## TEXT TO READ
────────────────────────────────────────

The Kransco product poster shows people sailing in a bay and small waves.

I believe the poster photos feature Bobby Szabad riding in the surf between Tamarack and Warm Water Jetty in Carlsbad.

The photos do not stress high performance.

The Magazine Ad

Here's how Windjammer hit the market and how it was promoted in a one-page ad:

As fun as it looks.

Boardsailing is every bit as fun as it looks, and it's a lot easier to learn than you probably think.

You get the challenges and thrills of both surfing and sailing in a unique combination which is different from either.

And ideal conditions for boardsailing are what used to mean it was time to paddle in - a good, stiff breeze and small surf.

It seems like it's always like that, right?

Soft Means Soft!

Dig your toes into the soft, textured deck for no-slip traction, and leave the messy wax or deck shoes at home.

Beginners love the confidence they get from the soft hull, and experts appreciate it, too.

No more bumps and bruises from the inevitable spills while leaning advanced freestyle moves. It's not hard.

Fast and Light

The eleven-foot hull weighs just 28 pounds - a full 10 to 20 pounds lighter than a conventional hard board.

────────────────────────────────────────

## Coordinate labeling data
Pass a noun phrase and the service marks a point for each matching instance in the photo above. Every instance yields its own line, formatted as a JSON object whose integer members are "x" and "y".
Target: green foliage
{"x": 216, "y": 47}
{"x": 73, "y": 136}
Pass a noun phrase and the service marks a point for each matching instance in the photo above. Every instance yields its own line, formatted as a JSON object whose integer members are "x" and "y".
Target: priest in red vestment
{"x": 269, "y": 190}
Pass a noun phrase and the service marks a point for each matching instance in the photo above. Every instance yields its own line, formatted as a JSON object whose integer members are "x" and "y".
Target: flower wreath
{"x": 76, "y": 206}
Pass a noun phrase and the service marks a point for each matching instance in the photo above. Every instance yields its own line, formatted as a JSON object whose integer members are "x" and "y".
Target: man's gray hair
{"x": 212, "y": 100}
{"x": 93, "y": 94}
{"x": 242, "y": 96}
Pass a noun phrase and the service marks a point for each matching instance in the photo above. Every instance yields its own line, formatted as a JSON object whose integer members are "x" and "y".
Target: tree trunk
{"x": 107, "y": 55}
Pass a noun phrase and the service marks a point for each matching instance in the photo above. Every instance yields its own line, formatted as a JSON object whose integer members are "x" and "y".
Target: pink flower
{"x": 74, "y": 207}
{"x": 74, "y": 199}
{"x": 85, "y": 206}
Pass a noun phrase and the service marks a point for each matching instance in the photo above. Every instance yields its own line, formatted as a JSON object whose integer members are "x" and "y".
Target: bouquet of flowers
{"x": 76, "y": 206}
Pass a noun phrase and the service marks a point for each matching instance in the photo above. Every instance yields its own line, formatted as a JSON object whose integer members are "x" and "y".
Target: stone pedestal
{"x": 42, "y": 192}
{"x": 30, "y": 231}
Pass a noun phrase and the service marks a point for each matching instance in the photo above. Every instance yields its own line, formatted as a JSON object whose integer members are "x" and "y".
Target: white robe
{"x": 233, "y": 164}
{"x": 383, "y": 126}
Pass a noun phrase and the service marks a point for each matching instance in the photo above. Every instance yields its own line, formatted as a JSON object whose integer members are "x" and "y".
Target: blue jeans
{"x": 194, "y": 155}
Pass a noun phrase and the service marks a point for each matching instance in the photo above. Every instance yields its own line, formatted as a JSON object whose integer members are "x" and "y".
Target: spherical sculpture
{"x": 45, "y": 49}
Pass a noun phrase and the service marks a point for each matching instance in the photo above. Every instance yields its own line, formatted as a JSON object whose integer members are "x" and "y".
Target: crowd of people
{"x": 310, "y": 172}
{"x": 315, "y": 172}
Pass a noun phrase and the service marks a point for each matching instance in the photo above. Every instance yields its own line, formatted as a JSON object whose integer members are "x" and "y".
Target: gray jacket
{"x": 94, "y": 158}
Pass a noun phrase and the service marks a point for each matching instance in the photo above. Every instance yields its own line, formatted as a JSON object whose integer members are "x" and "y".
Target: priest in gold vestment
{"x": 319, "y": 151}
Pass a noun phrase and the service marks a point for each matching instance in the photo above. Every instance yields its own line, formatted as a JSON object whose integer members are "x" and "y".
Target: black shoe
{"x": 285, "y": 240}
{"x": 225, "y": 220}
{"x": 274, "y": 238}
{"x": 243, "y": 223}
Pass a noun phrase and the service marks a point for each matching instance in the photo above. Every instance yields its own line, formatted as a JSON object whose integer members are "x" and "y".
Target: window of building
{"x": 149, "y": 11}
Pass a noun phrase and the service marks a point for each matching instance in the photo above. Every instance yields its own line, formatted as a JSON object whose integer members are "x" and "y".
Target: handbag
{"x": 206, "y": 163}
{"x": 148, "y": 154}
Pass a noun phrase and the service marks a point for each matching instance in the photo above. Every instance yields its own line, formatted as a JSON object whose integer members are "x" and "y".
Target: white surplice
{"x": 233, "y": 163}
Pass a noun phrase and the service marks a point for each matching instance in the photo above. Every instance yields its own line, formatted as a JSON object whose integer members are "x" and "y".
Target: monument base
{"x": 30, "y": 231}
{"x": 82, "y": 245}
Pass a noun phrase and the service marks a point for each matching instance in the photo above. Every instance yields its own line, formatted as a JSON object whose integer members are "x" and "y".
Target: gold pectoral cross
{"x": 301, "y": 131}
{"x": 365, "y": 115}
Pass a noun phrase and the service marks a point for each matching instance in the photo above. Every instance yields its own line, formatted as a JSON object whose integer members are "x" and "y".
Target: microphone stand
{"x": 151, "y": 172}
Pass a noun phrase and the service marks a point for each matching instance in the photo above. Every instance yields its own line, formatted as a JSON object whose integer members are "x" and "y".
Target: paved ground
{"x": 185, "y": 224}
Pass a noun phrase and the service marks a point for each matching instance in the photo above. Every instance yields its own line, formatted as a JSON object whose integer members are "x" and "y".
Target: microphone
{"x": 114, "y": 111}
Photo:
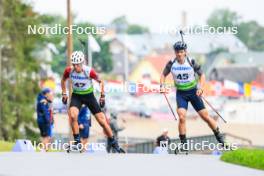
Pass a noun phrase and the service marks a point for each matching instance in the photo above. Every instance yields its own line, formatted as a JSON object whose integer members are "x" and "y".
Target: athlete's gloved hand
{"x": 102, "y": 101}
{"x": 64, "y": 98}
{"x": 199, "y": 92}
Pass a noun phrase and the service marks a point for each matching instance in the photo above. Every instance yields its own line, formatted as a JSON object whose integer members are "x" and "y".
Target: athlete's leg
{"x": 182, "y": 105}
{"x": 182, "y": 120}
{"x": 198, "y": 105}
{"x": 73, "y": 113}
{"x": 94, "y": 107}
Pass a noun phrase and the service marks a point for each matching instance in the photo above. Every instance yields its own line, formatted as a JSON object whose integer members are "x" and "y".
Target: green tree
{"x": 136, "y": 29}
{"x": 223, "y": 18}
{"x": 122, "y": 25}
{"x": 249, "y": 32}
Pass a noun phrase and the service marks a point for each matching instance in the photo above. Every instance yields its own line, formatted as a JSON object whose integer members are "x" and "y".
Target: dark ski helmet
{"x": 179, "y": 46}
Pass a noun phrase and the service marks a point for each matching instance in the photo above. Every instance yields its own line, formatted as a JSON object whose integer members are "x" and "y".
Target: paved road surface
{"x": 63, "y": 164}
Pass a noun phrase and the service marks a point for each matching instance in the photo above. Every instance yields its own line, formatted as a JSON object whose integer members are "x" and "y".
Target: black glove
{"x": 64, "y": 98}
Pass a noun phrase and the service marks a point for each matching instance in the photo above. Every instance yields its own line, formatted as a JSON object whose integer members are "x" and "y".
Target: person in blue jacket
{"x": 44, "y": 115}
{"x": 84, "y": 121}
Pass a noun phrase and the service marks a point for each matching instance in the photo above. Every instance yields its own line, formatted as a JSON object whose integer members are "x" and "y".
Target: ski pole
{"x": 209, "y": 104}
{"x": 170, "y": 106}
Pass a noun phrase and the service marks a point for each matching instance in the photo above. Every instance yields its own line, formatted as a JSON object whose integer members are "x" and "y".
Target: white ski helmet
{"x": 77, "y": 57}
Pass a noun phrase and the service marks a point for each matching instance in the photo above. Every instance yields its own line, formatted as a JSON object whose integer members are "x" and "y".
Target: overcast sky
{"x": 152, "y": 14}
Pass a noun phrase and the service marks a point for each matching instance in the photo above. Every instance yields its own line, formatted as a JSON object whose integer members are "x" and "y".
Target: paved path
{"x": 63, "y": 164}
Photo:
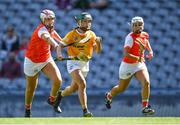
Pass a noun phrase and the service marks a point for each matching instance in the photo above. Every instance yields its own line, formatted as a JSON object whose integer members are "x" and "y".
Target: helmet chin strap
{"x": 84, "y": 29}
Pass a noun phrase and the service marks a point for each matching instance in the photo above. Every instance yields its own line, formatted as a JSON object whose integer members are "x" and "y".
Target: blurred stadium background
{"x": 161, "y": 18}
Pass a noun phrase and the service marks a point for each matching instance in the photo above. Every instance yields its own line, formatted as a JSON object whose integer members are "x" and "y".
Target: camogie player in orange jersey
{"x": 133, "y": 64}
{"x": 82, "y": 41}
{"x": 38, "y": 58}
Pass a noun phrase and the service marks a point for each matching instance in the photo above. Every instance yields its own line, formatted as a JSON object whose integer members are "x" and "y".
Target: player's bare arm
{"x": 150, "y": 55}
{"x": 127, "y": 54}
{"x": 52, "y": 42}
{"x": 98, "y": 46}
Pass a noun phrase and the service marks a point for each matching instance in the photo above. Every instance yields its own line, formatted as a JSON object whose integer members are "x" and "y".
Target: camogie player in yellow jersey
{"x": 82, "y": 41}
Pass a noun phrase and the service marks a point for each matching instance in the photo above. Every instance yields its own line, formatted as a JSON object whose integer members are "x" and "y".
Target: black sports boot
{"x": 87, "y": 113}
{"x": 56, "y": 108}
{"x": 148, "y": 110}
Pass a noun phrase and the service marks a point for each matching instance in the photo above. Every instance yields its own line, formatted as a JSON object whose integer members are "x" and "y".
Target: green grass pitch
{"x": 93, "y": 121}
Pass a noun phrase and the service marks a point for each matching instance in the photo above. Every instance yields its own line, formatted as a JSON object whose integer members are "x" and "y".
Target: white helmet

────────────────────────────────────────

## CHALLENGE
Can you carry the text about the Windjammer sailboard ad forward from its last sentence, keeping the same style?

## RESPONSE TO THIS TASK
That not only means it's easier to carry around, it means faster turns, quicker acceleration, and higher wave jumps for experts, yet it's easier and more stable for beginners.

Expert Design, Proven Construction

Morey Boogie is the most experienced manufacturer of soft surfing products in the world.

In fact, we invented them! Our experience with the Morey Boogie and the Morey Doyle soft surfboard was a natural application to a sailboard.

But we didn't just stick a sail on a surfboard.

The Windjammer hull was designed by Mickey Fremont, a world-renowned sailboard designer.

The rigging is an equipment freak's dream - sophisticated European fittings, adjustable daggerboard and fin, aluminum booms, gorgeous multicolored sail, and three-position mast base, to mention a few.

All this and an unbelievably low price too... How can you lose?

Why Wait?

If you find yourself saying, "I'd like to try that someday, why wait?

The soft Windjammer is the perfect way to get into boardsailing.

Then when the wind comes up, you're not finished for the day - the fun is just beginning!

Enjoy, enjoy.

Windjammer: the ad used to promote Kransco's California Windjammer soft sailboard

The Instruction Manual

I was tasked with putting together a small 5-1/2 x 8-1/2" booklet that covered the basics of rigging and sailing your board.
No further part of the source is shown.